Enclosure PG&E Letter DCL-11-053 ONE HUNDRED EIGHTY-DAY STEAM GENERATOR REPORT FOR DIABLO CANYON POWER PLANT UNIT 1 SIXTEENTH REFUELING OUTAGE Pacific Gas and Electric Company (PG&E) performed eddy current inspections of the Diablo Canyon Power Plant (DCPP) Unit 1 steam generators (SGs) during the DCPP Unit 1 Sixteenth Refueling Outage (1 R16) in October 2010. The inspections were conducted in accordance with DCPP Technical Specification (TS) 5.5.9.

These were the first inservice inspections conducted on the Unit 1 SGs since they were replaced in the DCPP Unit 1 Fifteenth Refueling Outage. The four replacement SGs are Westinghouse Model Delta 54 (the same as the Unit 2 replacement SGs). The SG fabricator was ENSA, and the tube manufacturer was Sandvik.

Pertinent design features include:

  • 4444 tubes per SG
  • Tube nominal diameter of 0.75 inch outer diameter (OD)
  • Tube nominal wall thickness of 0.043 inch
  • The tubes are arranged in a triangular pattern of 96 rows and 119 columns, with a triangular pitch of 1.144 inches.
  • The tubesheet is 23.55 inches thick, including the 0.30-inch cladding.
  • The eight tube support plates (TSP) are stainless steel (Type 405) and are 1.125 inches thick. All TSPs have trefoil-shaped holes, produced by broaching.
  • In the U-bend, the tubes are supported by three sets of "V" shaped, rectangular stainless steel (Type 405) anti-vibration bars (AVB). The AVB assemblies stiffen the U-bend region of the tube bundle and facilitate proper tube spacing and tube alignment while mitigating tube vibration. The lowest, middle, and upper set of AVB assemblies supports the tubes in rows 8 through 96, rows 22 through 96, and rows 43 through 96, respectively.
  • The tubes are full depth hydraulically expanded within the tubesheet. The end of each tube is tack expanded using a urethane plug expansion process.
  • The tubes in rows 1 through 16 were full-length stress relieved following bending. Row 1 has the smallest U-bend radius of 3.25 inches.
----
**YOUR TASK**
Rewrite the steam generator report from "Pertinent design features" to "produced by broaching.", inclusive, swapping "triangular" for "hexagonal".

**GIVEN INFORMATION**
----
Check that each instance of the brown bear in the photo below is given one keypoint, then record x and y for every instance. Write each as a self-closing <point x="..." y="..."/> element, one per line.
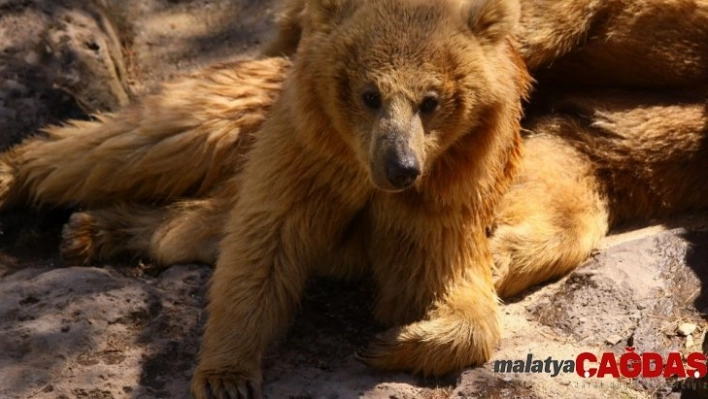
<point x="312" y="191"/>
<point x="630" y="43"/>
<point x="387" y="153"/>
----
**THE COMPLETED TASK**
Pertinent design features include:

  • 4444 tubes per SG
  • Tube nominal diameter of 0.75 inch outer diameter (OD)
  • Tube nominal wall thickness of 0.043 inch
  • The tubes are arranged in a hexagonal pattern of 96 rows and 119 columns, with a hexagonal pitch of 1.144 inches.
  • The tubesheet is 23.55 inches thick, including the 0.30-inch cladding.
  • The eight tube support plates (TSP) are stainless steel (Type 405) and are 1.125 inches thick. All TSPs have trefoil-shaped holes, produced by broaching.